The data beneath this task is to be duplicated exactly, in its entirety.
··· Recorded data ···
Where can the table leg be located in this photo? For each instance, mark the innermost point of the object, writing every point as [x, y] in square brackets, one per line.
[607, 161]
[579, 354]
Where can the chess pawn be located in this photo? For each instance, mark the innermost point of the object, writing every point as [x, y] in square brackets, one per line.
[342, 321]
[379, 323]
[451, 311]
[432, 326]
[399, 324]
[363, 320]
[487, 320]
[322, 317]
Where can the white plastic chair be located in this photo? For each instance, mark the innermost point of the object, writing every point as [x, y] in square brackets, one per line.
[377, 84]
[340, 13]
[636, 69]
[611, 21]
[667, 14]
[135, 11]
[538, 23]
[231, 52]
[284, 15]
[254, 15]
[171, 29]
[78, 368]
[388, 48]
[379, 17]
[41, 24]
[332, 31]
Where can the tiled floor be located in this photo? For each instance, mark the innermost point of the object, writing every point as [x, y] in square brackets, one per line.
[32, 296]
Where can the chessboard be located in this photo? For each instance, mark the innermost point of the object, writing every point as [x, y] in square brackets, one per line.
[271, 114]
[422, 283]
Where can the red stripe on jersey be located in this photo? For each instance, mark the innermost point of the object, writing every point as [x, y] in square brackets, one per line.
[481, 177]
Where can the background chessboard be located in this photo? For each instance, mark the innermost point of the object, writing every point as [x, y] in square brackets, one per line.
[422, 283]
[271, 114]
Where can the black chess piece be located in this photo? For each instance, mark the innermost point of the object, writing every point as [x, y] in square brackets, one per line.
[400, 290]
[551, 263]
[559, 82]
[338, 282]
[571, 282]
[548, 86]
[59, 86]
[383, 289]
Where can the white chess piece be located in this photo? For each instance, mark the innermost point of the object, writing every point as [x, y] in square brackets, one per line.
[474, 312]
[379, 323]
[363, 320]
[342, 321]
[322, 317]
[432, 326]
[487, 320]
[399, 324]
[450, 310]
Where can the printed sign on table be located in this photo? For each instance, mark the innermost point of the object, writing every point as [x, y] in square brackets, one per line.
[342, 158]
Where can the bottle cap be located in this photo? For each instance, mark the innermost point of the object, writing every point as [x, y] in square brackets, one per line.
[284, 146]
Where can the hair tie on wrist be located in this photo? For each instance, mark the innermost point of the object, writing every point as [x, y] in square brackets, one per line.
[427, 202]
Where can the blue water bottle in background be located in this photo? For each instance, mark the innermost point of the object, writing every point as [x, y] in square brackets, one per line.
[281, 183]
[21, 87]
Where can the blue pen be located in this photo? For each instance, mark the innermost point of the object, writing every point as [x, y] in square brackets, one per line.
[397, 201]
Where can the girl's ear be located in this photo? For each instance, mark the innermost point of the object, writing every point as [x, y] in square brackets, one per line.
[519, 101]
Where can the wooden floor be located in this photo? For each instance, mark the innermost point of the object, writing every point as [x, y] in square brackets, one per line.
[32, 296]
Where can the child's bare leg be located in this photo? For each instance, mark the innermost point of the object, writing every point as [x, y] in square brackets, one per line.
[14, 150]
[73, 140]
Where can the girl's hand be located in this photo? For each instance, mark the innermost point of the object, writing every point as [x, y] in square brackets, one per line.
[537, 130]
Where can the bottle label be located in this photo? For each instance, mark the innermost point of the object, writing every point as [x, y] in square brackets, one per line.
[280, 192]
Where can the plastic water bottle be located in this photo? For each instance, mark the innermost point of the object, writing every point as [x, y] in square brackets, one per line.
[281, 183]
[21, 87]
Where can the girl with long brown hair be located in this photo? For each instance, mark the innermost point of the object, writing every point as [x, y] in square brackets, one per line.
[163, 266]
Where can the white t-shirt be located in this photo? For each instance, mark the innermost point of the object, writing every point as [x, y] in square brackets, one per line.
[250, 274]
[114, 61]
···
# Task output:
Where can the table leg be located in this photo? For each instance, mark the innermost point of the object, writing every point as [x, y] in square brackets, one per line.
[607, 161]
[579, 354]
Where can the chess pawn be located in this photo? For each instance, mark the innermost point of the object, writing every point as [x, y] in square brackets, one per line.
[342, 321]
[379, 323]
[451, 311]
[432, 326]
[399, 324]
[363, 320]
[487, 320]
[322, 317]
Where can the white plastic chair be located in this photo? For each instance, mark the innermost point of the object, writing every point as [x, y] in square brackets, one per line.
[377, 84]
[340, 13]
[636, 69]
[611, 21]
[667, 14]
[135, 11]
[538, 23]
[231, 52]
[284, 15]
[254, 15]
[171, 29]
[78, 368]
[388, 48]
[379, 17]
[41, 24]
[332, 31]
Where can the tiled floor be located in this photo? For each instance, mark the innermost point of the object, writing every point as [x, y] in square brackets, one per line.
[32, 296]
Where can the chessboard be located in this photo? For each instance, mark the innermost point of the object, writing every point as [x, y] in square brackets, one per line.
[271, 114]
[422, 283]
Where can the red stripe on jersey be located in this photo? For each instance, mark the innermost point of the object, writing every point as [x, y] in square brackets, one per line.
[481, 177]
Where can the background chessboard be located in this photo? For each instance, mark the innermost point of the object, writing every point as [x, y] in square brackets, one per line.
[422, 283]
[271, 114]
Where can the black chess piece be located in this photo? For each instance, mark the innermost point of the object, writing every point as [x, y] in square brackets, one per line.
[400, 290]
[551, 263]
[559, 82]
[338, 282]
[571, 282]
[548, 86]
[59, 86]
[383, 289]
Where can the white chess piece be located in this photo? For each instance, mark the innermost point of the object, writing every point as [x, y] in square brackets, one per line.
[474, 312]
[379, 323]
[363, 320]
[342, 321]
[322, 317]
[432, 326]
[487, 320]
[399, 324]
[450, 310]
Where can the printed sign on table be located in this photo? For each instance, mark the innermost point of the object, writing every point as [x, y] in square brackets, one per line.
[342, 158]
Where can the bottle cap be located in this photo? For each instance, mark the innermost point of the object, writing every point as [x, y] in square brackets, one per line.
[284, 146]
Where can the hair tie on wrist be located in this photo? For each instance, mark the innermost point of the object, writing every point as [x, y] in square brackets, one per line.
[427, 202]
Where can the blue water bottle in background be located in this photo? For each instance, mark the innermost point of the object, writing every point as [x, y] in square brackets, one per line.
[281, 183]
[21, 87]
Where can the blue pen be located in this photo? For each instance, mark the innermost point of the object, writing every point as [x, y] in square brackets, one per line.
[397, 201]
Where can the girl's ear be located in this photo? For each instance, mark the innermost point of the object, writing every point as [x, y] in square brackets, one per line.
[519, 101]
Where can the wooden floor be located in this photo? For each instance, mark the innermost point of the object, writing every point as [x, y] in square brackets, one per line.
[32, 296]
Where can the child's bare leg be located in this photo? For each instance, mark the innermost point of the object, writing every point as [x, y] in square brackets, one per line.
[14, 150]
[73, 140]
Where can the girl's hand be located in this photo? For each instance, mark the innermost point of the object, writing every point as [x, y] in square brackets, one per line.
[537, 130]
Where can the bottle label be located in this photo? For each instance, mark the innermost point of the object, writing every point as [x, y] in square brackets, one per line.
[280, 192]
Where can the plastic water bottle be located in this photo? For each instance, mark the innermost point of the object, writing every point as [x, y] in square brackets, one per line.
[281, 183]
[21, 87]
Where can the girl with long brown hair be located in this photo? For each instance, mark the innermost point of the object, writing every point as [x, y] in square brackets, one per line.
[163, 266]
Where can the white t-shirt be located in this photo? For each instance, mark the innermost point of the object, writing every point as [x, y] in square brackets, one per line.
[250, 274]
[114, 61]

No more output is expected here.